[Exercise description] Copy every one of the entries below line for line, changing nothing.

(Saved entries)
* * * * * * * * *

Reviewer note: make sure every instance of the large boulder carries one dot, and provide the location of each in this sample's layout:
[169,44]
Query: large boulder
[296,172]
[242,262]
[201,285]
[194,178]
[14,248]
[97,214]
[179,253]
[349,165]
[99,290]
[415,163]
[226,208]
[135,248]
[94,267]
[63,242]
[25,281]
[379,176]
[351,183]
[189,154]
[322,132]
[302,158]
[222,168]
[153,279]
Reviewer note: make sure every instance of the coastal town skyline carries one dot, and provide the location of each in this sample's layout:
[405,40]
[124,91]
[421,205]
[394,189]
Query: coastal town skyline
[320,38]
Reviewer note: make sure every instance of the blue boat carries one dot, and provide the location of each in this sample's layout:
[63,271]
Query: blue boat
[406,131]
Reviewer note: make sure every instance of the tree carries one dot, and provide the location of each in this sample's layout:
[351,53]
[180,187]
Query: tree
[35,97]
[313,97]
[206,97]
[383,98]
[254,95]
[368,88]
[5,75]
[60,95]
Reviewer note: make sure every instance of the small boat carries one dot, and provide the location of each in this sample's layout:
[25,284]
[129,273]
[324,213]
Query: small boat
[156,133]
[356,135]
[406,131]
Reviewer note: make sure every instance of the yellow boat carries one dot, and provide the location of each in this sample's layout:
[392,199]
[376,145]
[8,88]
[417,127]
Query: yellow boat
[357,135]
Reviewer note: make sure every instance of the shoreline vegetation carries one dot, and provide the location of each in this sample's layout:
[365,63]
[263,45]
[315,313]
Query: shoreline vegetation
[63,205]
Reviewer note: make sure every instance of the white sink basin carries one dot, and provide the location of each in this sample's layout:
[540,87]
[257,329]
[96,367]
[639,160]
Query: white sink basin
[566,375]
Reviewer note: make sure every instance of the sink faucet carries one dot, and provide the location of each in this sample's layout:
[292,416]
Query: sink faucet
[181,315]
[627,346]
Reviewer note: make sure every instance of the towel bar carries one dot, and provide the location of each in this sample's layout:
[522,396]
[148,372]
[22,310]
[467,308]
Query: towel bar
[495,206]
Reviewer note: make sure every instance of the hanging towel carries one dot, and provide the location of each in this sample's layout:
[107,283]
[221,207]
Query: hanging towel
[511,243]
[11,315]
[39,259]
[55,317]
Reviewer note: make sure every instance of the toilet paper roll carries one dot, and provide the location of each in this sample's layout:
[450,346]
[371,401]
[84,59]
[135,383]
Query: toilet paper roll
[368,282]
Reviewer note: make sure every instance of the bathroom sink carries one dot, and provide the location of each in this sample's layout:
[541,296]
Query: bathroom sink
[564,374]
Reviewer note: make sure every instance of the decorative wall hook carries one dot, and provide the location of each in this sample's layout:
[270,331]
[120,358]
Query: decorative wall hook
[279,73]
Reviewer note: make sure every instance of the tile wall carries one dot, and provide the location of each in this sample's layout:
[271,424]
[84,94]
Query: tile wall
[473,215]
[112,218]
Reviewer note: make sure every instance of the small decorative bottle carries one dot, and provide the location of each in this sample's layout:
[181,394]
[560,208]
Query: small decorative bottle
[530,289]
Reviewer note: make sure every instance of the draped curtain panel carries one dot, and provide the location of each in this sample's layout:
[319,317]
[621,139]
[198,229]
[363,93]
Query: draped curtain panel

* * * * * * * * *

[Worked solution]
Reviewer note: make sure every instance of the large boulder carries one dot, and provide the location of each in this sample's layout:
[169,44]
Query: large boulder
[296,172]
[242,262]
[201,285]
[194,178]
[14,248]
[97,214]
[179,253]
[349,165]
[99,290]
[415,163]
[226,208]
[135,248]
[94,267]
[63,242]
[25,281]
[379,176]
[351,183]
[189,154]
[322,132]
[302,158]
[222,168]
[153,279]
Reviewer note: make sure every instance of the coastal town skyline carries one dot, and provide the location of each in this sample's layout:
[405,40]
[124,91]
[421,205]
[394,189]
Query: coastal town skyline
[320,38]
Reviewer note: make sure every instance of the blue boat carries one dot, and provide the location of each in this sample's layout:
[63,271]
Query: blue boat
[406,131]
Reviewer note: make sure every instance of the tree carries one dot, and provide the location of each in this sample's layout:
[351,53]
[180,187]
Query: tree
[35,97]
[313,97]
[206,97]
[383,98]
[254,95]
[368,88]
[5,75]
[60,95]
Reviewer note: make sure every instance of the small boat carries one dot, and provide the location of each in this sample's layout:
[25,284]
[129,273]
[324,213]
Query: small boat
[156,133]
[356,135]
[406,131]
Reviewer note: make sure every instance of the yellow boat carries one dot, and provide the location of each in this sample's layout:
[392,199]
[376,145]
[8,88]
[417,127]
Query: yellow boat
[357,135]
Reviewer note: make sure every instance of the shoreline vegetation carries one dot, and provide the location of each in this sample's layout:
[365,63]
[263,45]
[315,313]
Query: shoreline vegetation
[63,205]
Reviewer note: make sure every instance of the white sink basin carries one dot, and provide the location of each in this sample's layout:
[540,87]
[257,329]
[96,367]
[639,160]
Query: white sink basin
[566,375]
Reviewer note: make sure every instance of the sink faucet carries one dot, and provide the location of each in this sample's layout:
[292,416]
Query: sink faucet
[181,315]
[627,346]
Reviewer note: make sure every instance of the towel bar carries one dot, and provide the location of each in this sample's layout:
[522,396]
[148,372]
[22,310]
[467,308]
Query: towel bar
[495,206]
Reviewer note: make sure every instance of the hanging towel carries one dot, and provide the location of each in this sample's layout:
[107,283]
[221,207]
Query: hanging towel
[511,243]
[11,315]
[39,259]
[55,317]
Reviewer note: make sure every instance of the toilet paper roll carries one dot, and provide the location of each in this sample's layout:
[450,346]
[371,401]
[84,59]
[135,383]
Query: toilet paper roll
[368,282]
Reviewer note: make sure every instance of the bathroom sink carries one dot, and provide the location of each in this sample's layout:
[541,296]
Query: bathroom sink
[564,374]
Reviewer note: make sure every instance of the decorative wall hook carries one dot, and provide the location of each in this sample's layout:
[270,331]
[120,358]
Query: decorative wall hook
[279,73]
Reviewer note: make sure every instance of the tile wall carries one dot, and provide the location of each in this sample's layout:
[271,424]
[84,94]
Query: tile wall
[473,215]
[112,218]
Reviewer note: make sure every instance of the small decorative bottle carries one dot, and provide the location of each in this sample's layout:
[181,394]
[560,208]
Query: small decorative bottle
[530,289]
Reviewer note: make sure every instance of the draped curtain panel carries one dot, and provide the location of each in this sample's layout:
[319,317]
[621,139]
[198,229]
[363,93]
Query: draped curtain panel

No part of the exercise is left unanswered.